##### Supplied data #####
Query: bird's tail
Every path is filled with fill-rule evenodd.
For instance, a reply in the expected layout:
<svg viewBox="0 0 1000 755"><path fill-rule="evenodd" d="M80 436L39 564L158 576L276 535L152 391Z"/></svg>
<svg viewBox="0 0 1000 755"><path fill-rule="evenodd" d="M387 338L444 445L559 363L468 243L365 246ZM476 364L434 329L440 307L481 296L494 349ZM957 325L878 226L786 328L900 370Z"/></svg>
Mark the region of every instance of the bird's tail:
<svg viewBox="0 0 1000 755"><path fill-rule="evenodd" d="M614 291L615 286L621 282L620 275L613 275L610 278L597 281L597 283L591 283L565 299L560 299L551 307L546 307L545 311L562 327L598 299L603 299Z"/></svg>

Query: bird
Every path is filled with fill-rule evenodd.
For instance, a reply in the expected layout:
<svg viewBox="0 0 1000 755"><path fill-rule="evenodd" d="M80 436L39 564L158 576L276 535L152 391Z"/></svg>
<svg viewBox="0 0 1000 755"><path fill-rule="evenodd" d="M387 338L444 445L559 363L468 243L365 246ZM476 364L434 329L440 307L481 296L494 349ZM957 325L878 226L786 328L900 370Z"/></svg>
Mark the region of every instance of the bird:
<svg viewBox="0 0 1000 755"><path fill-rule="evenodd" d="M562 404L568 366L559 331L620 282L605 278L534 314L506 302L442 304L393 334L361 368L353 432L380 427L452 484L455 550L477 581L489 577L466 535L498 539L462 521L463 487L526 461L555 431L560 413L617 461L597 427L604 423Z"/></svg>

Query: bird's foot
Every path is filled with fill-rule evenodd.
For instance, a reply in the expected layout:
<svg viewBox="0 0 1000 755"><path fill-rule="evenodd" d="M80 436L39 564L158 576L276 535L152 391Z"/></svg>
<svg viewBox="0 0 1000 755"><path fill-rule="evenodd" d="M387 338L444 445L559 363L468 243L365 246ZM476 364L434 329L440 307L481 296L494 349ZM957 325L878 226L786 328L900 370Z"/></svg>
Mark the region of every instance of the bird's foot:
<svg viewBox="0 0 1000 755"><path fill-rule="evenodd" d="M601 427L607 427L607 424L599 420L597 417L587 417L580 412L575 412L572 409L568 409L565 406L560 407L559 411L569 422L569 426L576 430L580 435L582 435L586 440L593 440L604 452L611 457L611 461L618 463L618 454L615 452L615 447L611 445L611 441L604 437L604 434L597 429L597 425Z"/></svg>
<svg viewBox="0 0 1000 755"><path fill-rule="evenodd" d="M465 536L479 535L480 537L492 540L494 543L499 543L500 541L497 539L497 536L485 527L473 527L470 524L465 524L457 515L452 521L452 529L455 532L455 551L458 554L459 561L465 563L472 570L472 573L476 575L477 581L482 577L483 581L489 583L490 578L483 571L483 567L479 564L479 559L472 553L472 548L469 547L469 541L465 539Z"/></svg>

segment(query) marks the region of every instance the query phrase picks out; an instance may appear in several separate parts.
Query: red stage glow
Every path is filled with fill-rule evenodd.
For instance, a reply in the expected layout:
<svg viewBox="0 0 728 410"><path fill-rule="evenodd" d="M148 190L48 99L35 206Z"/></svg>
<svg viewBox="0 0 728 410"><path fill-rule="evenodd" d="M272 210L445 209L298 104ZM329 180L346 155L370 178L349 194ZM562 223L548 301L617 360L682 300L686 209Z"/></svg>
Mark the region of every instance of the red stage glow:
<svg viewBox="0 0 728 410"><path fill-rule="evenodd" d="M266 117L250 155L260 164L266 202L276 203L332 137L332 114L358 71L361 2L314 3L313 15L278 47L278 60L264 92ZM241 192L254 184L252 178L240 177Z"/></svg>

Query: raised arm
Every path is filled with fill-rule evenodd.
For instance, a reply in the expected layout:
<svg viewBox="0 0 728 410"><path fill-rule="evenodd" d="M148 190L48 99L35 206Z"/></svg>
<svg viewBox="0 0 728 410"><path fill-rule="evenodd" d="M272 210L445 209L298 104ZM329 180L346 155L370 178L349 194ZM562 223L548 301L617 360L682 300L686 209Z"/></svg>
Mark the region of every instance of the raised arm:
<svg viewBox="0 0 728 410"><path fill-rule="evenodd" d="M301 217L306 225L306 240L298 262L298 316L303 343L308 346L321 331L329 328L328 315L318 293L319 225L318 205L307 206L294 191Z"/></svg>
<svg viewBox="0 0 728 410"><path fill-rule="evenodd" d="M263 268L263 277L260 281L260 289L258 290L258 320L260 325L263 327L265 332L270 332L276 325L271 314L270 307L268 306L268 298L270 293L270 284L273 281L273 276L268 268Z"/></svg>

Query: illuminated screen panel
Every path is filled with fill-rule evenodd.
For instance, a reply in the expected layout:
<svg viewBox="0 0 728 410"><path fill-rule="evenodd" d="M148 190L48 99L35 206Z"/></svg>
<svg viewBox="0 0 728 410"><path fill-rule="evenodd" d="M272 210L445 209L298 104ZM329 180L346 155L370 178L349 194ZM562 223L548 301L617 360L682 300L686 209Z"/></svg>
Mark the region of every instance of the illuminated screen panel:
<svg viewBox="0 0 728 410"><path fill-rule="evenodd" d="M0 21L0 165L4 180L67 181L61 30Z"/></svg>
#####
# Task objective
Update the rows above by replacing each "Mark the region" with "Outline the area" and leaving everything else unchanged.

# Correct output
Query: bird's tail
Every path is filled with fill-rule evenodd.
For instance, a reply in the expected layout:
<svg viewBox="0 0 1000 755"><path fill-rule="evenodd" d="M80 436L39 564L158 576L276 535L152 391Z"/></svg>
<svg viewBox="0 0 1000 755"><path fill-rule="evenodd" d="M387 338L444 445L559 363L468 243L365 246ZM476 364L434 329L440 307L481 296L494 349ZM957 325L878 226L786 328L900 370Z"/></svg>
Outline the area of every instance of the bird's tail:
<svg viewBox="0 0 1000 755"><path fill-rule="evenodd" d="M614 291L615 286L621 282L620 275L613 275L610 278L597 281L597 283L591 283L565 299L560 299L551 307L546 307L545 311L562 327L598 299L603 299Z"/></svg>

Query: bird
Every path is filled with fill-rule evenodd.
For instance, a reply in the expected layout:
<svg viewBox="0 0 1000 755"><path fill-rule="evenodd" d="M80 436L39 564L158 576L276 535L152 391Z"/></svg>
<svg viewBox="0 0 1000 755"><path fill-rule="evenodd" d="M387 338L444 445L559 363L468 243L365 246ZM476 364L434 329L440 307L481 296L494 349ZM957 325L878 226L786 328L900 370Z"/></svg>
Outline the area of every instance of the bird:
<svg viewBox="0 0 1000 755"><path fill-rule="evenodd" d="M562 404L568 366L559 331L620 282L605 278L534 314L506 302L442 304L393 334L361 368L353 432L380 427L452 484L455 550L477 581L489 577L466 535L498 539L462 521L463 487L526 461L555 431L560 413L617 461L597 427L604 423Z"/></svg>

Query: bird's foot
Every path is filled with fill-rule evenodd.
For instance, a reply in the expected layout:
<svg viewBox="0 0 1000 755"><path fill-rule="evenodd" d="M80 436L39 564L158 576L276 535L152 391Z"/></svg>
<svg viewBox="0 0 1000 755"><path fill-rule="evenodd" d="M387 338L444 445L559 363L468 243L365 246ZM476 364L434 329L440 307L481 296L494 349ZM957 325L878 226L786 328L900 370Z"/></svg>
Outline the area of every instance of the bird's foot:
<svg viewBox="0 0 1000 755"><path fill-rule="evenodd" d="M601 427L607 427L607 424L599 420L597 417L587 417L580 412L575 412L572 409L568 409L565 406L560 407L559 411L569 422L569 426L576 430L580 435L582 435L586 440L593 440L604 452L611 457L611 461L618 463L618 454L615 452L615 447L611 445L611 441L604 437L604 434L597 429L597 425Z"/></svg>
<svg viewBox="0 0 1000 755"><path fill-rule="evenodd" d="M465 536L479 535L480 537L492 540L494 543L499 543L500 541L497 539L497 536L485 527L473 527L470 524L465 524L457 515L452 521L452 529L455 532L455 551L458 554L459 561L465 563L472 570L472 573L476 575L477 581L482 577L483 581L489 583L490 578L483 571L483 567L479 564L479 559L472 553L472 548L469 547L469 541L465 539Z"/></svg>

segment(query) marks the region of every instance the query phrase picks out; an instance may appear in several separate parts.
Query: red stage glow
Every path is filled with fill-rule evenodd.
For instance, a reply in the expected layout:
<svg viewBox="0 0 728 410"><path fill-rule="evenodd" d="M148 190L48 99L35 206Z"/></svg>
<svg viewBox="0 0 728 410"><path fill-rule="evenodd" d="M272 210L445 209L298 104ZM329 180L346 155L370 178L349 194ZM562 223L548 301L617 360L682 300L686 209Z"/></svg>
Outline the area of every instance of the red stage glow:
<svg viewBox="0 0 728 410"><path fill-rule="evenodd" d="M266 117L250 155L260 164L266 202L276 203L332 137L332 114L358 71L361 2L314 3L313 15L278 47L278 60L264 92ZM241 192L254 184L252 178L240 177Z"/></svg>

Query: raised arm
Every path is filled with fill-rule evenodd.
For instance, a reply in the expected layout:
<svg viewBox="0 0 728 410"><path fill-rule="evenodd" d="M148 190L48 99L35 206Z"/></svg>
<svg viewBox="0 0 728 410"><path fill-rule="evenodd" d="M272 210L445 209L298 104ZM329 180L346 155L370 178L349 194ZM562 223L548 301L617 360L682 300L686 209Z"/></svg>
Outline the area of every instance of the raised arm:
<svg viewBox="0 0 728 410"><path fill-rule="evenodd" d="M301 217L306 225L306 240L298 262L298 316L303 343L308 346L321 331L329 328L328 315L318 293L319 225L318 205L307 206L294 191Z"/></svg>
<svg viewBox="0 0 728 410"><path fill-rule="evenodd" d="M263 268L263 277L260 281L260 289L258 290L258 320L260 325L263 327L265 332L270 332L276 325L271 314L270 307L268 306L268 298L270 293L270 284L273 281L273 276L268 268Z"/></svg>

Query: illuminated screen panel
Every path is filled with fill-rule evenodd.
For instance, a reply in the expected layout:
<svg viewBox="0 0 728 410"><path fill-rule="evenodd" d="M148 190L48 99L35 206Z"/></svg>
<svg viewBox="0 0 728 410"><path fill-rule="evenodd" d="M272 210L445 209L298 104ZM329 180L346 155L370 178L349 194ZM562 223L548 301L617 360L682 300L686 209Z"/></svg>
Outline the area of every instance of the illuminated screen panel:
<svg viewBox="0 0 728 410"><path fill-rule="evenodd" d="M0 21L0 165L4 180L67 181L61 30Z"/></svg>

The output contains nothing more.